• Stated problem: Copy out exactly each line from the line with "the tablet in" through the last line of the material below.

(Object location annotation data)
··········

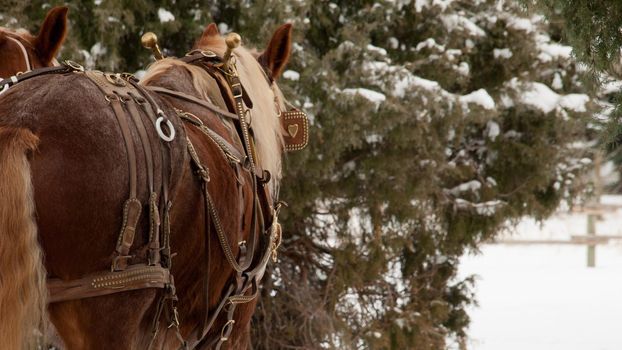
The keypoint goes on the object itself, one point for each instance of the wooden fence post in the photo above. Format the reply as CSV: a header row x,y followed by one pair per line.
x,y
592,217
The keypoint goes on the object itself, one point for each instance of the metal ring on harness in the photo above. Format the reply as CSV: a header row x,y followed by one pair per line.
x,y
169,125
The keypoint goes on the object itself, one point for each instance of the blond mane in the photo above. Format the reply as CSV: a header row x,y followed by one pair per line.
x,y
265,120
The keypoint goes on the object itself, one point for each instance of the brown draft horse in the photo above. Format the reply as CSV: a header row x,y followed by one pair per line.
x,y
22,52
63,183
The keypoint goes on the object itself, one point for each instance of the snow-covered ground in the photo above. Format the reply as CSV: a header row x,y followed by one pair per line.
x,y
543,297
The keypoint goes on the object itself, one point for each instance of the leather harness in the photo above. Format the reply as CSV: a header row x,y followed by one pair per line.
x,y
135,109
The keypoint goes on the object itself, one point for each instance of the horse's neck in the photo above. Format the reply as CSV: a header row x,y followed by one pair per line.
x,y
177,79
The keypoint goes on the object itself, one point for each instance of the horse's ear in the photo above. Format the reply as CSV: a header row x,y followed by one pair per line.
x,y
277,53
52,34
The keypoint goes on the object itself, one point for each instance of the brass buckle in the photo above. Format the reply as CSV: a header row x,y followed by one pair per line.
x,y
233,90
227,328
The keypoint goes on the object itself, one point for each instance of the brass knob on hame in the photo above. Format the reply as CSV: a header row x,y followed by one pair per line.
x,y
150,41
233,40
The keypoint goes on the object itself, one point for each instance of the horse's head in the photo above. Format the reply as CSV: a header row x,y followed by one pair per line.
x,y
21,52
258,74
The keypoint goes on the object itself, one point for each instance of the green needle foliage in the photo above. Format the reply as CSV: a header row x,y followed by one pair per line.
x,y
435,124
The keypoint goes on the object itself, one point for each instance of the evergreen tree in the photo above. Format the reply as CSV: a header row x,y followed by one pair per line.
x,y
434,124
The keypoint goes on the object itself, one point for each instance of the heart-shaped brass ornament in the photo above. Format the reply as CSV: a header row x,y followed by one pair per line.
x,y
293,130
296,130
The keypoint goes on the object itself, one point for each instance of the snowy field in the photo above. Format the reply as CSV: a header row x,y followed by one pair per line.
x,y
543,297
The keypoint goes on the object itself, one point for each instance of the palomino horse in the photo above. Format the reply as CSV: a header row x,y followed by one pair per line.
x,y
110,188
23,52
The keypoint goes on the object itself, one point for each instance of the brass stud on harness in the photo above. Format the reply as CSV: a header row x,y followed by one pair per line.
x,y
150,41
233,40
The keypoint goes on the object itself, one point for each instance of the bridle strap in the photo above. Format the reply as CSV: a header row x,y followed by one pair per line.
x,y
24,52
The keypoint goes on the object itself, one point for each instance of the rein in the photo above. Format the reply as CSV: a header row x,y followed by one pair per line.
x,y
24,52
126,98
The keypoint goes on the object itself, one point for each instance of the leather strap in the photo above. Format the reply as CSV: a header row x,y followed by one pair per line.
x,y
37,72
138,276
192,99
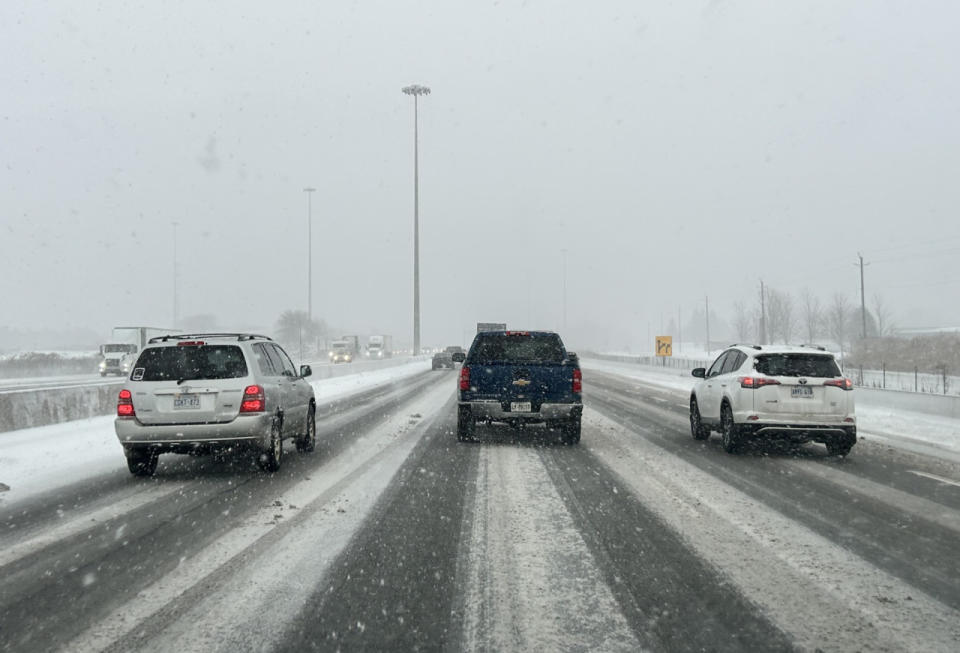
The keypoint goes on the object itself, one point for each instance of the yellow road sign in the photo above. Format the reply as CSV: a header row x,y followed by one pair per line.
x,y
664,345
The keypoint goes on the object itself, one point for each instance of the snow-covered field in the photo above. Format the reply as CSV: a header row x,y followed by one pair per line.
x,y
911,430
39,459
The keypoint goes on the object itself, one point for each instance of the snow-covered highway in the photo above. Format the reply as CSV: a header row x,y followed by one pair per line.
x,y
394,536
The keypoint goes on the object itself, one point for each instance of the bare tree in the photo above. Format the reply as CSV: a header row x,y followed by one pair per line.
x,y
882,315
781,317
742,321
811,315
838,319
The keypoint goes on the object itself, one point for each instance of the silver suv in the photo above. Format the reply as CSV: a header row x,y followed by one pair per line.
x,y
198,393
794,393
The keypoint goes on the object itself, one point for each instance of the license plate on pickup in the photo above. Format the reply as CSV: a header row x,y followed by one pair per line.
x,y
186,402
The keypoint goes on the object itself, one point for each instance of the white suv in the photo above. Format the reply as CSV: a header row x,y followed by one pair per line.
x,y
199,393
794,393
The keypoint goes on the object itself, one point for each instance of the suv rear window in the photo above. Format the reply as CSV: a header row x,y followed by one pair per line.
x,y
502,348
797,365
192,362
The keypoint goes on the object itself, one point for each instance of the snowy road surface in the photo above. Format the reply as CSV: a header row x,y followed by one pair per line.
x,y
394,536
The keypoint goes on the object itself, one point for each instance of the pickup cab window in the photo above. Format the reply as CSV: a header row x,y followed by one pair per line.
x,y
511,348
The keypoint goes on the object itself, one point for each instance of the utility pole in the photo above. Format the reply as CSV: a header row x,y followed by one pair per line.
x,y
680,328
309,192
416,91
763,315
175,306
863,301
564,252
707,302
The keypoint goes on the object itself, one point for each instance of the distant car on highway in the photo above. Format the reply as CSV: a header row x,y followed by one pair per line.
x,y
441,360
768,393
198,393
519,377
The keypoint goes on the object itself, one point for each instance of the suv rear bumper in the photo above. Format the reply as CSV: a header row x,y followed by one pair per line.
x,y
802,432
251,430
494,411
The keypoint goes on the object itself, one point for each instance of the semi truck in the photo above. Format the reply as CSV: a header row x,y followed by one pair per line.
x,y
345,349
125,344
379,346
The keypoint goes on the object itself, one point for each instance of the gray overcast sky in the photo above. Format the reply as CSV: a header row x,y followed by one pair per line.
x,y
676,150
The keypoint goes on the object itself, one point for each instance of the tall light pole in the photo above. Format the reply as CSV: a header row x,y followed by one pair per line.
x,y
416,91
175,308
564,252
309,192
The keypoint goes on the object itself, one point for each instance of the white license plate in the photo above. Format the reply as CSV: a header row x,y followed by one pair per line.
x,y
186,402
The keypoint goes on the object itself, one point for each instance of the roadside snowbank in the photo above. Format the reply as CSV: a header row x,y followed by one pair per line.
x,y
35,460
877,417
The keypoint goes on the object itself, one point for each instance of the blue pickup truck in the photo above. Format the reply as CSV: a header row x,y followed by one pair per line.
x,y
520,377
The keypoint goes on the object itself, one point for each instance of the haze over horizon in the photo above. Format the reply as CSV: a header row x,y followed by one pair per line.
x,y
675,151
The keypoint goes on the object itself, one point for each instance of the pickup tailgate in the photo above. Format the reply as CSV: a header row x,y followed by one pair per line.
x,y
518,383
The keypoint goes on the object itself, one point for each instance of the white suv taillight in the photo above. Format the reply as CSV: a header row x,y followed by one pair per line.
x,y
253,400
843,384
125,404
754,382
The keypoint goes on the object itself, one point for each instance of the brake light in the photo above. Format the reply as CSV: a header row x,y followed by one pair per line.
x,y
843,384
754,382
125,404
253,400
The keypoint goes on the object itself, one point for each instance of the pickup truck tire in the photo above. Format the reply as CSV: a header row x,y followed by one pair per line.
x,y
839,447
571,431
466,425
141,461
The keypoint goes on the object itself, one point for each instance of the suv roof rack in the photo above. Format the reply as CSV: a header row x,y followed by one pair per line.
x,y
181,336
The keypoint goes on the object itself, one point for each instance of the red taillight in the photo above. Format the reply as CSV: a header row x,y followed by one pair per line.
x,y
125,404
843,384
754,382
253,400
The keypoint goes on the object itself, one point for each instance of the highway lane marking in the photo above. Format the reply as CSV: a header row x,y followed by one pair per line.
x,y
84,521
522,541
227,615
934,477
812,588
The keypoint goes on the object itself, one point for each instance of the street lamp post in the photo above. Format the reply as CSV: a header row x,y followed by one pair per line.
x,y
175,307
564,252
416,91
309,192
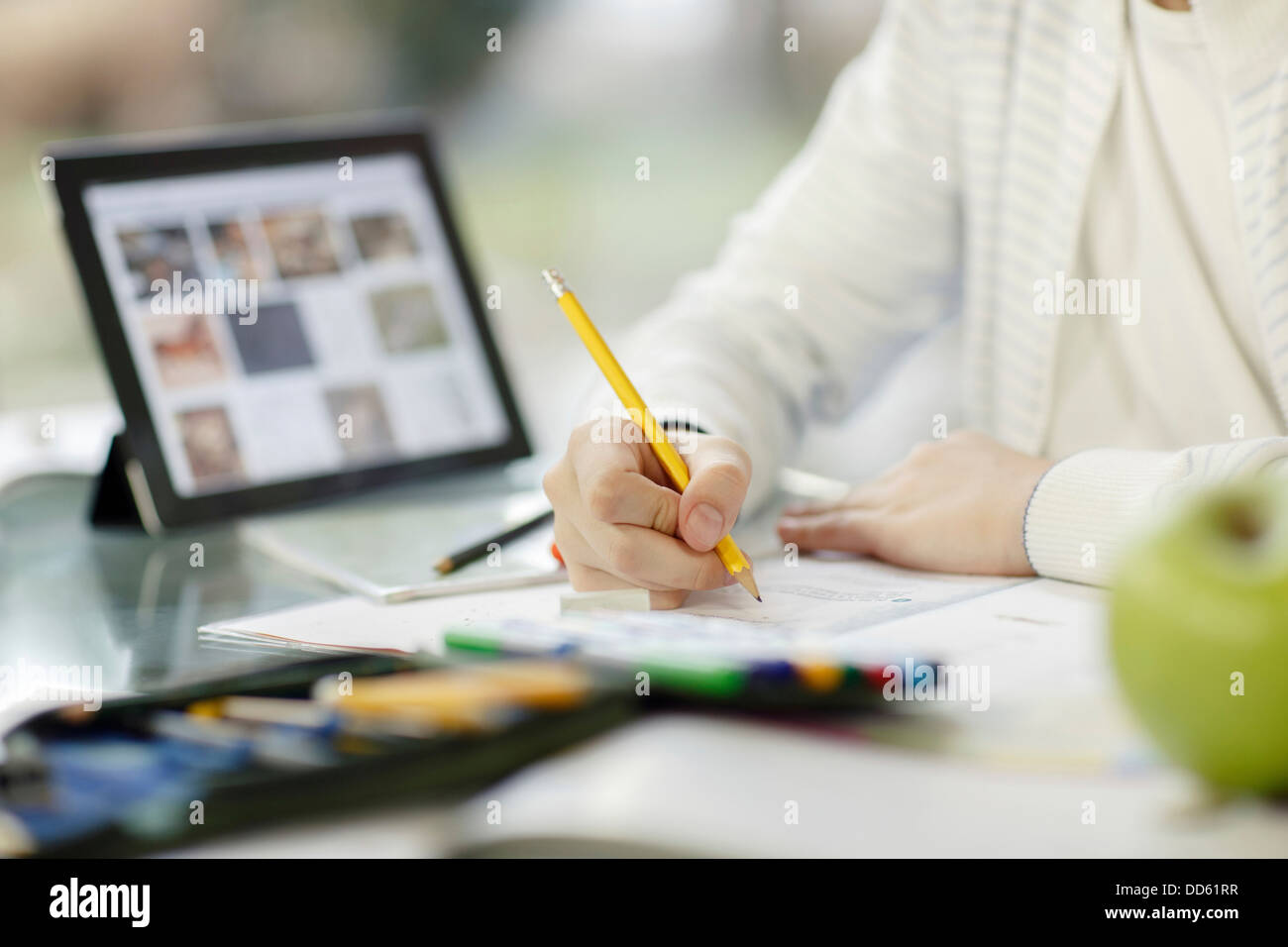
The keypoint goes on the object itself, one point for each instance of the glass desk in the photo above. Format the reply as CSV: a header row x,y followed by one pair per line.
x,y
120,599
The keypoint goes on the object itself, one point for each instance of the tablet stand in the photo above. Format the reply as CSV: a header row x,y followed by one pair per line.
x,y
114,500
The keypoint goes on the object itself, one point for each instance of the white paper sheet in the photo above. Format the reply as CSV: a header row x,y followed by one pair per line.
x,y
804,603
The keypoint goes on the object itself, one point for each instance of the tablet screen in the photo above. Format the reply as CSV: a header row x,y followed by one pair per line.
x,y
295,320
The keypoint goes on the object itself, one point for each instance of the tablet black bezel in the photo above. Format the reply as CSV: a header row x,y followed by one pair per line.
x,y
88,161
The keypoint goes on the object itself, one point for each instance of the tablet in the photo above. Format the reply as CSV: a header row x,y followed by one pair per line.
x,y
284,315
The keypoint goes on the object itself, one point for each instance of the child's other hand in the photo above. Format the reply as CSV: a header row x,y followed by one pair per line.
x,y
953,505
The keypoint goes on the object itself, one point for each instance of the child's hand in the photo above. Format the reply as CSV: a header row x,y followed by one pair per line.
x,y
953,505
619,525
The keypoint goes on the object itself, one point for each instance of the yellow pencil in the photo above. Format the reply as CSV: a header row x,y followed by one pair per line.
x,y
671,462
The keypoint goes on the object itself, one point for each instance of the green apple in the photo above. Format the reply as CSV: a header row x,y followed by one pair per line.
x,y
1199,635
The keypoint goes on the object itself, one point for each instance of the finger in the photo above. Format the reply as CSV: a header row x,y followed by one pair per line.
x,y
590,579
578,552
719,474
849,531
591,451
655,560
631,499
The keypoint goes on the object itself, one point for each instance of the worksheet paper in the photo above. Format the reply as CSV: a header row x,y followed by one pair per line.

··········

• Solved exercise:
The keypoint goes on the object itself, one point for each instance of the tablet in the photo above. Format the reply as CSV: a header row x,y followed by one pair per line.
x,y
284,315
The keypoint goes on the object itself, one point for each instance of the child's other hand in the photo above. Format the reply as CSV: a header row x,y followed by one pair per line.
x,y
953,505
The keypoint goes on the object itself, one point for each instance of the child's hand in the photo above. Format the reply as CSV: a header row x,y followed by one pair per line.
x,y
953,505
619,525
The keypoint goes on the object itself, one point for each instance of the yellow pencil in the photo above. Format the reply as CSV: a header row x,y followed by one pair per line.
x,y
671,462
The keypoint goes on the object itself, one point for each instance of the green apple in the photo above. Format the reply as CSV: a header row x,y followed by one pair per line.
x,y
1199,635
The keypoint goes on the object itself, one point for each instance of the finger in the photo above. Format the reply as CSV: a header row x,y followed by one pair per line.
x,y
590,579
578,552
719,474
849,531
591,451
655,560
631,499
The keypoint goes on the object itself, one point for each instance of the worksheet paper in the photo above. Format the reply as CSV: a header row x,y followed by one pair per line.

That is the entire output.